THE PROBLEM.
Would you please output the data exactly, omitting no line?

ENTRIES PROVIDED.
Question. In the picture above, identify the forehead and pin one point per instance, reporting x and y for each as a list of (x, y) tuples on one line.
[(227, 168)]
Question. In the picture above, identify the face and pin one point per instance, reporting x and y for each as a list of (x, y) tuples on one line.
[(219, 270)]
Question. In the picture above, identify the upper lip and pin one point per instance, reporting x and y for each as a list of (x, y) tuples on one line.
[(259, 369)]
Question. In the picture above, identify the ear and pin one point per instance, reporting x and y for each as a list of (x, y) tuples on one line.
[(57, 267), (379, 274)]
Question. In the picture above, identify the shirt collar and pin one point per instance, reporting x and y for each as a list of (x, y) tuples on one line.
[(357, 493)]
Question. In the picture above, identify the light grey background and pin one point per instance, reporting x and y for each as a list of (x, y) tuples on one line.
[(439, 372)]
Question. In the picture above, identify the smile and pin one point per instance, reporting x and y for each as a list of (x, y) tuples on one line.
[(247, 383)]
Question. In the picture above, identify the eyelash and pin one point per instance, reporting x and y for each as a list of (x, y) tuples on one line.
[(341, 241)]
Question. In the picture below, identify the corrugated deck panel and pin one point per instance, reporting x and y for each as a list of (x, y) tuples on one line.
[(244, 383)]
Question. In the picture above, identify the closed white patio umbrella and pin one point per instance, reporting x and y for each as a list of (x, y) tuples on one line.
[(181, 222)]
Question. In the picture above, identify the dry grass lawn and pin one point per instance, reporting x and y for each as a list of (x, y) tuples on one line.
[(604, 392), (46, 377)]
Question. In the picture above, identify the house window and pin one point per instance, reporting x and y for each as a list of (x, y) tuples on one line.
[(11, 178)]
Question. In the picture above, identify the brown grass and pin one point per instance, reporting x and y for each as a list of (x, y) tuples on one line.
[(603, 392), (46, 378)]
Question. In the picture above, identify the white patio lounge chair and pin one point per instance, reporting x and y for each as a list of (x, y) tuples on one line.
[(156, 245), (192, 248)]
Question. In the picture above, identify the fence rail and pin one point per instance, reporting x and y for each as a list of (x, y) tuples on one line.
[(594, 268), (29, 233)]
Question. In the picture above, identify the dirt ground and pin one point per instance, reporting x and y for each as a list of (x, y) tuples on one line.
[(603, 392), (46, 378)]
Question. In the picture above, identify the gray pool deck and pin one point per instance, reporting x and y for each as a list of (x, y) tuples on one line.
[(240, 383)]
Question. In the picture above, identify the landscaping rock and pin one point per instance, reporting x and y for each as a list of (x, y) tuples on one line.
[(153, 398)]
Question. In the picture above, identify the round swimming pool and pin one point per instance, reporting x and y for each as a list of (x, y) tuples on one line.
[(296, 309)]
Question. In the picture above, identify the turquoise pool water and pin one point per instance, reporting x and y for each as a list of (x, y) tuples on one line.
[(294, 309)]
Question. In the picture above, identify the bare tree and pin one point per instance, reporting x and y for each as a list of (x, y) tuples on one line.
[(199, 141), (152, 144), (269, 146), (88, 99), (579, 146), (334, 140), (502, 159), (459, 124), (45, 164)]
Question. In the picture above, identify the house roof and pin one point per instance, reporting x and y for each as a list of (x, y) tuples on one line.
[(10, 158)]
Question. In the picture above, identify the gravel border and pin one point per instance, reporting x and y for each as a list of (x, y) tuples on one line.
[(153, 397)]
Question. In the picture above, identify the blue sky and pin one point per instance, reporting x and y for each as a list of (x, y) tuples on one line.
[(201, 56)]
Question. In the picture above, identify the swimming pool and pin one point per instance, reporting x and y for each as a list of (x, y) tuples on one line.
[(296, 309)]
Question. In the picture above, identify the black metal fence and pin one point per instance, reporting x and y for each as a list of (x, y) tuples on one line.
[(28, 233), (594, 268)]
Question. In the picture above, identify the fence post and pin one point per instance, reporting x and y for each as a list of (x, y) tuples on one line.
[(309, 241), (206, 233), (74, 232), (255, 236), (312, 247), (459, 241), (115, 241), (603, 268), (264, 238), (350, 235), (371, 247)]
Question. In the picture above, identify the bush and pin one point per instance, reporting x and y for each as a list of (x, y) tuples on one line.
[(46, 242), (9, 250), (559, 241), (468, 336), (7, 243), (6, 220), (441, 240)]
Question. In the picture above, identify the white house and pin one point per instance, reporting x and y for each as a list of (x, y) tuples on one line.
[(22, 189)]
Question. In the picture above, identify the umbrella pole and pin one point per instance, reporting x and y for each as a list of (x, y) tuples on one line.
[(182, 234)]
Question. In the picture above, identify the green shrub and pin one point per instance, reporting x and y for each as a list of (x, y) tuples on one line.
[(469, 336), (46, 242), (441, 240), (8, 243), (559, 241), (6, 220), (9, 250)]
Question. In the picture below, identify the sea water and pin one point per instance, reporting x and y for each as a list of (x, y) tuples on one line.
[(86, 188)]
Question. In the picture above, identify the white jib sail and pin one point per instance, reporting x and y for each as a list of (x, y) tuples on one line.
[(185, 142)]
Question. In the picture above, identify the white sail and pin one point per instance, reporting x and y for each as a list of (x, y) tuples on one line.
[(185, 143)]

EXERCISE RESPONSE.
Question. In the picture above, identify the forehead and pin one point per instance, reporting x and y for each as a list of (x, y) tuples on one line.
[(227, 168)]
Question. In the picture above, identify the face and pin one point per instance, reporting x and y for each as a list of (x, y) tuples on one line.
[(219, 270)]
Question. In the picture above, identify the upper lip and pin one point per instance, reporting x and y for each as a list of (x, y) tuples on one line.
[(259, 369)]
Question. In the picture above, identify the ear and pin one point per instance, reporting x and y for each as a list of (x, y) tuples on one line.
[(57, 267), (379, 274)]
Question. In the picture above, identify the shirt collar and pin one point per instance, reporting x and y for each as a list of (x, y) tuples on one line.
[(357, 493)]
Question. In the picture above, identify the light grey background and pin one point per instance, reporting x and y for each as a list of (x, y) tuples on one line.
[(439, 372)]
Question. In the picture above, identify the smile and pin one point per instance, reporting x and y for each as a list of (x, y) tuples on one line.
[(247, 383)]
Question. In the picture above, identify the eyelash and pin one point per instance, reporting x and y for each as a list of (x, y) tuples on one line.
[(341, 241)]
Question. In the picture below, identify the corrugated deck panel and pin one point per instance, reporting x and y for each as a list of (x, y) tuples on one line.
[(244, 383)]
Question. In the picture above, identify the closed white patio umbrella and pin one point per instance, reporting x and y for each as a list of (x, y) tuples on one line.
[(181, 222)]
Question. In the picture above, identify the dry grass lawn and pin one point per instance, reporting x and y for each as a list of (x, y) tuples on one line.
[(604, 392), (46, 377)]
Question. In the picture above, identify the house window and pin one point per instance, reporting x and y for each as a list of (x, y) tuples on one line.
[(11, 178)]
Question. In the picture above, identify the brown grass and pin one point per instance, reporting x and y for each as a list of (x, y) tuples on one line.
[(603, 392), (46, 378)]
Question. In the picture above, identify the white patio lounge chair and pin one point per instance, reporting x and y for each as a list of (x, y) tuples on one line.
[(156, 245), (192, 248)]
Question. In the picture above, identify the fence rail and pin one point per instance, reporting x and y for each as a list of (x, y) tuples on one line.
[(594, 268), (29, 233)]
Question. In the picture above, identify the dirt ground and pin one point per instance, reporting x and y for each as a list of (x, y) tuples on one line.
[(603, 392), (46, 378)]
Question. In the picture above, identify the gray pool deck and pin one point per instance, reporting x and y for each as a list of (x, y) tuples on one line.
[(240, 383)]
Question. In the picture above, identify the landscaping rock and pin one point per instance, reporting x and y for each as a list of (x, y) tuples on one line.
[(153, 398)]
Question. In the picture above, identify the round swimming pool and pin one point per instance, reporting x and y for each as a list of (x, y) tuples on one line.
[(296, 309)]
Question. In the picture above, identify the turquoise pool water and pin one point per instance, reporting x and y for each as a list of (x, y) tuples on one line.
[(294, 309)]
Question. In the picture above, identify the bare tree and pin one point per instance, reporting x and y for each as a list of (x, y) tuples on one line.
[(199, 141), (152, 144), (269, 146), (88, 99), (579, 146), (334, 140), (502, 159), (459, 124), (45, 164)]
Question. In the picture above, identify the house roof and pin one point per instance, reporting x and y for each as a list of (x, y) tuples on one line.
[(10, 158)]
Question. In the picture above, identify the gravel border and pin one point per instance, reporting x and y for each as a list of (x, y) tuples on one line.
[(153, 397)]
Question. In the picture above, identify the blue sky and pin one point per instance, reporting x and y for each as a list of (x, y) tuples on one line.
[(201, 56)]
Question. In the picture above, identify the swimming pool and pin one point per instance, reporting x and y for each as a list of (x, y) tuples on one line.
[(296, 309)]
Question. In the picture above, identify the black metal fence and pin one point per instance, reporting x and y for each as a list of (x, y) tuples on one line.
[(28, 233), (594, 268)]
Question. In the picture above, identify the fence post and pin one point per instance, reporting x and y for each as a list of (x, y) tuples on one line.
[(309, 241), (206, 233), (74, 232), (255, 236), (312, 247), (459, 241), (115, 241), (603, 268), (264, 238), (350, 235), (371, 247)]
Question. In the picture above, identify the bush and pin one point per instance, reporting x and y for each as a list of (x, y) tuples on one line.
[(46, 242), (9, 250), (559, 241), (468, 336), (7, 243), (6, 220), (441, 240)]
Question. In the picture above, identify the white house and pin one point per instance, reporting x and y for each as a list of (x, y) tuples on one line.
[(22, 189)]
Question. In the picture above, identify the umbrella pole and pin one point per instance, reporting x and y for each as a list of (x, y) tuples on one line.
[(182, 234)]
Question. In the picture above, identify the green shrub and pin one point per instance, reporting x and y for each as a list of (x, y) tuples on one line.
[(469, 336), (46, 242), (441, 240), (8, 243), (559, 241), (6, 220), (9, 250)]
Question. In the picture below, identify the sea water and pin one point per instance, reporting x and y for each as a list of (x, y) tuples on one line.
[(86, 188)]
Question. In the picture above, identify the white jib sail and pin one point per instance, reporting x and y for each as a list of (x, y) tuples on one line.
[(185, 142)]
Question. In the picture above, identify the white sail and pin one point per instance, reporting x and y for each as a list of (x, y) tuples on one line.
[(185, 143)]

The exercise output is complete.